[Given task]
Transcribe every entry word for word, but skip the images.

* Begin Provided information *

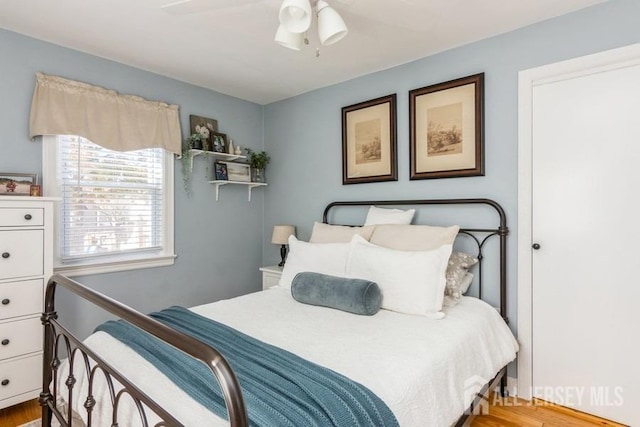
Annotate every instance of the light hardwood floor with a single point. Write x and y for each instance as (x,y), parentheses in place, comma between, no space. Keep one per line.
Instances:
(509,413)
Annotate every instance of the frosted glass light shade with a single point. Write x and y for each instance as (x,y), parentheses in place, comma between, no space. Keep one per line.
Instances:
(331,26)
(288,39)
(295,15)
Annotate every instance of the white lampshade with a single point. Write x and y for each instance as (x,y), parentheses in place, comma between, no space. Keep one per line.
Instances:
(295,15)
(288,39)
(331,26)
(281,234)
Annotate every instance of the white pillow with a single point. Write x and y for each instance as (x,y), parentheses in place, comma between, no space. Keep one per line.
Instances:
(377,216)
(326,233)
(411,282)
(413,237)
(324,258)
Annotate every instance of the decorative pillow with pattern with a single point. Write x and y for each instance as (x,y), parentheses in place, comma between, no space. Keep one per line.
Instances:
(456,282)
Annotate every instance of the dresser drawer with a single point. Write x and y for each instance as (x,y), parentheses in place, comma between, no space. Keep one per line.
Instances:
(21,298)
(21,253)
(20,337)
(20,376)
(21,217)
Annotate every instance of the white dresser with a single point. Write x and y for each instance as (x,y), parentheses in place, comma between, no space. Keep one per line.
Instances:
(26,263)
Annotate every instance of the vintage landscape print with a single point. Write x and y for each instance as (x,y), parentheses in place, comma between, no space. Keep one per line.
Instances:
(368,141)
(444,130)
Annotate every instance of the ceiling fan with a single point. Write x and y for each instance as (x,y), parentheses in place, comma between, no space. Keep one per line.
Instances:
(183,7)
(295,18)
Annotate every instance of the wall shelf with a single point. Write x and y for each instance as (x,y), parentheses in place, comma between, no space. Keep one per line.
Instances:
(216,156)
(250,186)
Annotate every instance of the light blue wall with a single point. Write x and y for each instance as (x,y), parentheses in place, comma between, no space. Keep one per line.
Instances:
(303,134)
(222,244)
(218,243)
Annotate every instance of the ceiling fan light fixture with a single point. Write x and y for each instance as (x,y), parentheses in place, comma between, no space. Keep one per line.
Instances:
(288,39)
(331,26)
(295,15)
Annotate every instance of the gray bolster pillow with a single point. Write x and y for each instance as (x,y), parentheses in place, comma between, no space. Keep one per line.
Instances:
(355,296)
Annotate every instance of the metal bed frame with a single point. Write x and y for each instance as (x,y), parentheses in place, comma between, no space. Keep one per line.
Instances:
(59,340)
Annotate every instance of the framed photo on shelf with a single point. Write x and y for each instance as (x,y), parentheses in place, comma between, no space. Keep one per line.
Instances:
(17,184)
(219,141)
(369,141)
(240,172)
(446,129)
(221,171)
(205,127)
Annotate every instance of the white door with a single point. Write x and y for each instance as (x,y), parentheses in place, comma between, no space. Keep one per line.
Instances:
(586,221)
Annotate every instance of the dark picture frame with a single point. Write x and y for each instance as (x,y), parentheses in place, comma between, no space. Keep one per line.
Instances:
(446,129)
(219,142)
(197,123)
(17,184)
(369,147)
(221,173)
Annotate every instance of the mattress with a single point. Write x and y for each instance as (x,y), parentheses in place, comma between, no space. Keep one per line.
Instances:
(427,371)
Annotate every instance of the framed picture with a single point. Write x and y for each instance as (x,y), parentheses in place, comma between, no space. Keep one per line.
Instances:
(219,142)
(446,126)
(369,141)
(238,171)
(204,126)
(17,184)
(221,171)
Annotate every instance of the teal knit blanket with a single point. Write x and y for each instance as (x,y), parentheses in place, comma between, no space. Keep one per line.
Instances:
(279,388)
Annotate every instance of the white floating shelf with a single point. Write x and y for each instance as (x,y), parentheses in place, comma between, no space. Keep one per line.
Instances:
(250,186)
(217,156)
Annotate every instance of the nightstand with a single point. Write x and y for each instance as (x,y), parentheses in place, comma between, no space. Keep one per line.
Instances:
(270,276)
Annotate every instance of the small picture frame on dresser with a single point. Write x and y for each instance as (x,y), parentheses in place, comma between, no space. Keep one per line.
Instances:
(17,184)
(221,171)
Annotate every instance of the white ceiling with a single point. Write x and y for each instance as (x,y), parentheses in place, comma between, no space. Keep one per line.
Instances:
(231,49)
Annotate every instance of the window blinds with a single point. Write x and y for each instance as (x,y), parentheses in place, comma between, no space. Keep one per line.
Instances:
(112,201)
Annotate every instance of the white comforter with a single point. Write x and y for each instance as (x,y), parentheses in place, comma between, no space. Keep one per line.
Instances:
(427,371)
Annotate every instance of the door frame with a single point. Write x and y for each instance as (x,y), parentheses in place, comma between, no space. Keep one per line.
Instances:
(527,80)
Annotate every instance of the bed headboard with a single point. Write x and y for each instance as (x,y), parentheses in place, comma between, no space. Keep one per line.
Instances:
(479,236)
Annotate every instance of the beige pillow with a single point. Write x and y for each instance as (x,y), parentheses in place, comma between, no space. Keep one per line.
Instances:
(413,237)
(325,233)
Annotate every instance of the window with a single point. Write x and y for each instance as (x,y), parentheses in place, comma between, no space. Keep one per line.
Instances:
(116,209)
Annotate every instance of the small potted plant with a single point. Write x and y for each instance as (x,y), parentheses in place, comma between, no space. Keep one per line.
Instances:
(258,162)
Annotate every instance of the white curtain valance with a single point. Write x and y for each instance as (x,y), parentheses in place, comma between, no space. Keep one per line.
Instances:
(105,117)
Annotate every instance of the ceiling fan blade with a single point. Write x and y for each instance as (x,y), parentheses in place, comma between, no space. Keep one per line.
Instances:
(183,7)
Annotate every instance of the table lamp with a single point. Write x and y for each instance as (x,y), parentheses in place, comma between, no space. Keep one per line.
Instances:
(280,236)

* End Provided information *

[The answer]
Annotate every instance of the light hardwood floor with a single point. Write x and y for each instance as (x,y), parentheses in place, comma between, no space. Keep one per line.
Instances:
(509,413)
Annotate every instance of the frosted glass light shade with a single point. Write x and y for each instance as (x,y), parentheses in place, comma between, no space. Keep one per line.
Instances:
(331,26)
(288,39)
(295,15)
Annotate every instance of the white lampshade with a single point. Write x and y for each instance as (x,y), parentheses in place, comma between, no space. Keep one per line.
Instances:
(295,15)
(288,39)
(331,26)
(281,234)
Annotate every instance of the white pillow with a single point. Write x and y for each instance as (x,y), parentheses in place, comma between, no space. Keep one per line.
Instances:
(377,216)
(326,233)
(411,282)
(413,237)
(324,258)
Annotate every instance of the decorative pillow with pattern with a single point. Write x and y for each instance as (x,y), parentheses in place, comma between, no space. Keep one per line.
Instances:
(456,282)
Annotate every instance of the dresser drawer with a single point. Write x and y for each instance as (x,y), parentheses in place, comma between, no space. Keep one per line.
Instances:
(21,298)
(21,253)
(20,337)
(20,376)
(21,217)
Annotate every instance of the white dresser with a single point. Write x and y for each instance as (x,y), parentheses in place, comma between, no space. Keep one per line.
Instances:
(26,263)
Annotate every instance of the vintage landscape print with a single point. Write x and y for each instance as (x,y), parentheses in place, comma between, no space. Keep one per line.
Instances:
(368,141)
(444,130)
Annotate every instance of the ceiling fan with a single point. Write x and y for each instance as (x,y), parentheses in place, comma between, no space. Keep one per line.
Instances:
(183,7)
(295,18)
Annotate every instance of the wall shelf with a single point. Write x and y for each instance as (x,y), parentheses in place, comma between, no space. Keep one per line.
Instances:
(216,156)
(250,186)
Annotate every instance of the light blue wall with a single point. Write x and y for each instance as (x,y), parentheses in place, comma between, no space. Keep one per line.
Instances:
(303,134)
(222,244)
(218,243)
Annotate every instance of the ceiling fan light fixture with a single point. Write x and y for each instance as (x,y), parentheses in place, comma between, no space. Keep one per line.
Instances:
(288,39)
(331,26)
(295,15)
Annotate every instance of the gray bolster pillow with a single point. Write x and y for each instance as (x,y), parentheses in place, comma between, no space. Keep one per line.
Instances:
(355,296)
Annotate every instance of the metal bed frame with a single point. Write x and y for each instance as (x,y), parentheses in place, comma between, no space. Keep one per line.
Instances:
(59,340)
Annotate every instance of the framed photo on shelf with a single point. Write x and y for each instance as (x,y), parentheses in place, comma between, no space. Keep one per line.
Instances:
(17,184)
(219,141)
(369,141)
(240,172)
(446,129)
(221,171)
(205,127)
Annotate every instance of the white door with a single point. Write x and y for each instance as (x,y), parentheses in place, comma between, no space. Keep one per line.
Instances:
(586,221)
Annotate every instance of the dark picture frame with a single point. Write x and y for each instance as (x,y), parentheses in place, comma between, no space. Keep one per line.
Instances:
(446,129)
(219,142)
(197,123)
(17,184)
(369,147)
(221,173)
Annotate every instance of the mattress with a single point. Write x and y for each instance as (x,y), parentheses in place, comma between, no space. Keep one per line.
Instances:
(427,371)
Annotate every instance of the framed picture with a single point. Write x and y for each instance as (x,y), parentheses in place, comma between, no space. Keep one per line.
Instances:
(219,142)
(446,126)
(369,141)
(238,171)
(204,126)
(17,184)
(221,171)
Annotate every instance of the teal knit blanket with a single point. Write x and y for each instance as (x,y), parentheses in place, comma between, no space. Keep one per line.
Instances:
(279,388)
Annotate every instance of the white floating shelf with a single point. Write x and y for each instance as (x,y), parentheses in place, comma between, no space. Keep one per line.
Instances:
(250,186)
(217,156)
Annotate every instance of the nightstand with a single point. Write x and y for each instance as (x,y), parentheses in place, comma between, no space. Keep one per line.
Instances:
(270,276)
Annotate every instance of the small picture frame on dresser with a single point. Write x and y for each instance as (x,y), parentheses in place, comma between, no space. Keep one per line.
Instances:
(17,184)
(221,171)
Annotate every instance of the white ceiling with a single point. Write x and y for each instance as (x,y), parentheses in place, comma between, no space. Keep one per line.
Instances:
(231,49)
Annotate every instance of the window blinds with a single point. Write x and y for each instance as (x,y), parentheses in place, comma between, no space. Keep one per line.
Instances:
(112,201)
Annotate every instance of the white comforter with a single point. Write x and y for each instance as (x,y), parentheses in place, comma between, no space. Keep one per line.
Instances:
(427,371)
Annotate every instance of the door frame with a single point. Write x and y for each instance as (x,y), parentheses in place, comma between, no space. Keep one per line.
Instances:
(527,80)
Annotate every instance of the bed headboard with a single point. Write x and y for each instance as (x,y), parentheses in place, comma between, no space. Keep one per line.
Instances:
(479,236)
Annotate every instance of the beige pillow with a single point. Write x and y for each instance as (x,y), parentheses in place, comma between, no space. Keep one per line.
Instances:
(413,237)
(325,233)
Annotate every instance of the window with a single point. Write x and y for each instance as (x,y), parentheses in place, comma between, no space. Keep one per line.
Instances:
(116,209)
Annotate every instance of the small potted plant with a single point. Write x and y for each instance as (x,y), parentheses in place, comma between, no space. Keep one per line.
Instances:
(258,162)
Annotate every instance of the white curtain valance with a single point. Write x and y for each instance as (x,y), parentheses in place, comma between, no space. Keep one per line.
Instances:
(105,117)
Annotate every instance of the ceiling fan blade with a single point. Write x and y for each instance as (x,y), parentheses in place, comma between, no space. Keep one per line.
Instances:
(183,7)
Annotate every instance of the table lamp with a single point. Write x and y for each instance as (x,y), parentheses in place, comma between, no space. Keep one per line.
Instances:
(280,236)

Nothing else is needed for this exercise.